▶ Extracted data
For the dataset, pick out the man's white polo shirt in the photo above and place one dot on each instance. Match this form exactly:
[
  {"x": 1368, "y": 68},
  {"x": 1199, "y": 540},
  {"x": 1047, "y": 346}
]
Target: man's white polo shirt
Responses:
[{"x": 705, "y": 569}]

▶ Exercise objective
Can you give all of these lines again with "polo shirt" switched to "button-down shirt" and everything else left the same?

▶ Task output
For the dataset, pick out the man's white button-down shirt in the photo above and place one dot on each instance. Match this form exactly:
[
  {"x": 1368, "y": 68},
  {"x": 1199, "y": 540},
  {"x": 1047, "y": 346}
]
Target: man's white button-down shirt
Responses:
[{"x": 705, "y": 569}]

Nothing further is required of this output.